*Assignment 1*.
List every individual person named in the text on the song “Rasputin” that follows.
*Assignment 2*.
Return, word for word, the stretch of the text on the song “Rasputin” below from "Best Beats: A" through "incredibly danceable music.".

*Selected text*.
= = = = = = =
Best Beats: A Comenian Playlist

the album cover of Boney Ms Rasputin

The single cover for Boney M.’s song, “Rasputin.”

Ra Ra Rasputin may just be one of the catchiest choruses of the last century. Boney M., the euro disco band from West Germany and later Aruba, created this popular song “Rasputin” in the late 1970s. It became a smash international hit, partly for its fun (even if morbid) lyrics, as well as for its incredibly danceable music. 

The story behind the topic of the song is perhaps the most interesting part of the song. The titular character, Grigori Rasputin, is a real life villain. Living in imperialist Russia before World War I, he is best known as the right hand man of the last Tsar Nicholas II, or more specifically his wife, Alexandra. The royal couple had a son named Alexei who was born with hemophilia — a deadly and incurable disease at the time. For both political and personal reasons, Alexandra kept this information under wraps from the general public and only confided in her family and her closest friend Rasputin. He convinced her he was a mystic healer, managing to quell Alexei’s fits when his disease would act up. Unfortunately, others who were not in on the secret understood Rasputin to be a deeply bloodthirsty and power-hungry man, leading to his eventual murder. His close and secretive relationship with Alexandra as well as his belief that overindulging in sin cleansed one of it led most of the public to falsely believe that Alexandra and Rasputin were lovers.
= = = = = = =
*Data excerpts*.
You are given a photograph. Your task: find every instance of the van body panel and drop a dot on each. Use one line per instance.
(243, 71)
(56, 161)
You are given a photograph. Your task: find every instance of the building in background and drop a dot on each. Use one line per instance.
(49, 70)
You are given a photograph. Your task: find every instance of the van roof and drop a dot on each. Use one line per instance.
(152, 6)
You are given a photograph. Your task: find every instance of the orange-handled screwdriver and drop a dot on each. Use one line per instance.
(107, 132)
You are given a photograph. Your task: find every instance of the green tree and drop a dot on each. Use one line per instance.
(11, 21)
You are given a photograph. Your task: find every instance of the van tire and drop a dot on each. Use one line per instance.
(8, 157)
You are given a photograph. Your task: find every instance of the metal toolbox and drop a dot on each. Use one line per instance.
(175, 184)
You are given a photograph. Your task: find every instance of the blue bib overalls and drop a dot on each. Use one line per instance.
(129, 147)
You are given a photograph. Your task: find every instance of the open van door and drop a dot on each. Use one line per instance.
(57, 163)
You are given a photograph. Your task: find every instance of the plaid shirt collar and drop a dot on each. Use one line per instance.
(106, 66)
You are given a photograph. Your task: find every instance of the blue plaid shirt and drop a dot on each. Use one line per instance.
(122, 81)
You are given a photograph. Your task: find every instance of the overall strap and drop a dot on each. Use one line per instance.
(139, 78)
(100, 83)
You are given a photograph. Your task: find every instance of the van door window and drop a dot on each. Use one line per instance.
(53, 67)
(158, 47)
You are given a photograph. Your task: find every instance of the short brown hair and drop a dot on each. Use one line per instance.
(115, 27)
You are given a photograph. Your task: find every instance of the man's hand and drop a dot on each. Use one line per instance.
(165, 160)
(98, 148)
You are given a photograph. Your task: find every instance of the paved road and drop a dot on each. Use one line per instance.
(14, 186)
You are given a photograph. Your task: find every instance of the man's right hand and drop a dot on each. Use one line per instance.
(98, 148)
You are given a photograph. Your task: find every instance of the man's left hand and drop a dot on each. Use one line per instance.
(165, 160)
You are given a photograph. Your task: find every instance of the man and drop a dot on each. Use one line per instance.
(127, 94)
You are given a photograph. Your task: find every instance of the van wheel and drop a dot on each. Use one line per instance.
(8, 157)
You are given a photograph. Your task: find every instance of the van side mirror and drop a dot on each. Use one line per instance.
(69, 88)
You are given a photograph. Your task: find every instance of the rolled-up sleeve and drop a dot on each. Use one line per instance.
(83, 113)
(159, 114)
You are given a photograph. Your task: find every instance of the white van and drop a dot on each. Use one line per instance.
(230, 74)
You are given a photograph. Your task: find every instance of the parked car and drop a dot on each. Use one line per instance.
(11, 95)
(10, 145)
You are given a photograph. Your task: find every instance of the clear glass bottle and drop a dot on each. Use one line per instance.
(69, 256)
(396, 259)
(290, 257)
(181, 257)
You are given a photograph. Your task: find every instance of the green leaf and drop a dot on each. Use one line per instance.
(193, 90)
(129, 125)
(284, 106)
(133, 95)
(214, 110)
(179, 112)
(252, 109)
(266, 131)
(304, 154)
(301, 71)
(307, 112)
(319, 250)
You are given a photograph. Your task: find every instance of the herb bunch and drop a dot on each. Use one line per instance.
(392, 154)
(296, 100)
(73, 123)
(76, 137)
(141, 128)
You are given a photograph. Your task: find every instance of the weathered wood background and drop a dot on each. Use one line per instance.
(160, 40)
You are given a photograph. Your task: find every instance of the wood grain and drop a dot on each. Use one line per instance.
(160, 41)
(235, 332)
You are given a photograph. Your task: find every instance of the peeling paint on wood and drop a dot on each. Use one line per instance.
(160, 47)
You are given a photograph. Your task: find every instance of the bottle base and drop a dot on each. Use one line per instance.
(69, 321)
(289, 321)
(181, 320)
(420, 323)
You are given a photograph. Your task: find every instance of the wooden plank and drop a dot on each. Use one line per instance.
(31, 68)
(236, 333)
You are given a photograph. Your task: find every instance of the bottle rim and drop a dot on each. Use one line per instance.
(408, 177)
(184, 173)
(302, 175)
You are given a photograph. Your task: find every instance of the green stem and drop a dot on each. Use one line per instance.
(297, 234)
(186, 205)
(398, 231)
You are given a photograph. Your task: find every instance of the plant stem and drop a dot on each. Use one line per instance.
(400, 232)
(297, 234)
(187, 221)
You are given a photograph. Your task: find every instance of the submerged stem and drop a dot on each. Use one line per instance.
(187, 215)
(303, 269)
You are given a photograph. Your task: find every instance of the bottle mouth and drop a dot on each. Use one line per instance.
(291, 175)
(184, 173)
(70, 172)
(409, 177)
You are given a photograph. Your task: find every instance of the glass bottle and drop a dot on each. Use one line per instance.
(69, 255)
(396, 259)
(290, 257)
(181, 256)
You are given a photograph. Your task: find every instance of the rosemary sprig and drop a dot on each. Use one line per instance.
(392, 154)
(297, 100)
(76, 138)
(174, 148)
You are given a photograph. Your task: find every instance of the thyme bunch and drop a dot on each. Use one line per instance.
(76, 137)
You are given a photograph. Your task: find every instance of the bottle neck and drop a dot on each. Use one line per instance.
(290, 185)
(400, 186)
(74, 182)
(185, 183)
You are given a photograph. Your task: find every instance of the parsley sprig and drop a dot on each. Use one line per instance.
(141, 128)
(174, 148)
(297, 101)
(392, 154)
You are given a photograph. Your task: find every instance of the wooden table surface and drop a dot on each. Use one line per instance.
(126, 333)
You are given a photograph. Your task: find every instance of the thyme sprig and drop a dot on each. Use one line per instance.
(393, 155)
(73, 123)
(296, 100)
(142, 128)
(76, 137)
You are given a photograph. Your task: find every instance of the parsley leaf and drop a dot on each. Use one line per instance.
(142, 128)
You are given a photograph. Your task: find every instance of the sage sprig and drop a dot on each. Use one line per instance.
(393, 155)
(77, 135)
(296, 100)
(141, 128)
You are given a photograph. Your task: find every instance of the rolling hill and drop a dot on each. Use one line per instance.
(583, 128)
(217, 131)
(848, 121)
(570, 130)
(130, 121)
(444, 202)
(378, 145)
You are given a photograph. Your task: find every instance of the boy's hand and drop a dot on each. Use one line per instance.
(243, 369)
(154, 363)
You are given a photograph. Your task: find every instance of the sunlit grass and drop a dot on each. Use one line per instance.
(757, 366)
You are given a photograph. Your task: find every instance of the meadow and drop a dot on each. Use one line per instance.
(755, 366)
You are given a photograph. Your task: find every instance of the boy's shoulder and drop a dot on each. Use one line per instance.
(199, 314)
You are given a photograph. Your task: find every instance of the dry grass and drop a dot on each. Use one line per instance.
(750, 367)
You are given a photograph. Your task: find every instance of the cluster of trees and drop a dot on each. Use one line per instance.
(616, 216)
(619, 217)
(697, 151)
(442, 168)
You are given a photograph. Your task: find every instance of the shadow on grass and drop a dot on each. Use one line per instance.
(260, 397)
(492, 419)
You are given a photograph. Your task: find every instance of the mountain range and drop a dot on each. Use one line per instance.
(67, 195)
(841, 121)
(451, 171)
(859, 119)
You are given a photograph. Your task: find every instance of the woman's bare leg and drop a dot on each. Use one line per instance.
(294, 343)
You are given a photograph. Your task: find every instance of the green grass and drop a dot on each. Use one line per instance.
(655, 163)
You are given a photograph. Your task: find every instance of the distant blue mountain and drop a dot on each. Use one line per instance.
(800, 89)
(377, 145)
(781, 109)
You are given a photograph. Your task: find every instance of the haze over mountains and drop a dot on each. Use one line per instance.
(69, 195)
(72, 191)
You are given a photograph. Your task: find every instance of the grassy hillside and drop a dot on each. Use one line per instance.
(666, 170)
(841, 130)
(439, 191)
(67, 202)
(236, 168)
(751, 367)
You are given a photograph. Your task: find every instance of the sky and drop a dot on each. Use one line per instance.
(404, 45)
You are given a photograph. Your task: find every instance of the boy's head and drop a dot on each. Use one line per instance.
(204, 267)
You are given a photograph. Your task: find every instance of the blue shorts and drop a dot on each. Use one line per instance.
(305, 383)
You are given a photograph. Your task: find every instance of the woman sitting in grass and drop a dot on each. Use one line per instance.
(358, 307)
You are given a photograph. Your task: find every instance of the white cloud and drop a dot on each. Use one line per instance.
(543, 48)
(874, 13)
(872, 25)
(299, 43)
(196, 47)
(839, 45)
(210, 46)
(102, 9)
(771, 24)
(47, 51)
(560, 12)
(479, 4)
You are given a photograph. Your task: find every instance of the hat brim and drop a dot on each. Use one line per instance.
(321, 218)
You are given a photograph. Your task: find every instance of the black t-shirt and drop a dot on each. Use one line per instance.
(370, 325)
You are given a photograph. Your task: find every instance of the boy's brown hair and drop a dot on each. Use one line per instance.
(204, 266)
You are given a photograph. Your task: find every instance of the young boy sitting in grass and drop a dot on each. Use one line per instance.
= = = = = = =
*Task result 1*.
Grigori Rasputin
Tsar Nicholas II
Alexandra
Alexei

*Task result 2*.
Best Beats: A Comenian Playlist

the album cover of Boney Ms Rasputin

The single cover for Boney M.’s song, “Rasputin.”

Ra Ra Rasputin may just be one of the catchiest choruses of the last century. Boney M., the euro disco band from West Germany and later Aruba, created this popular song “Rasputin” in the late 1970s. It became a smash international hit, partly for its fun (even if morbid) lyrics, as well as for its incredibly danceable music.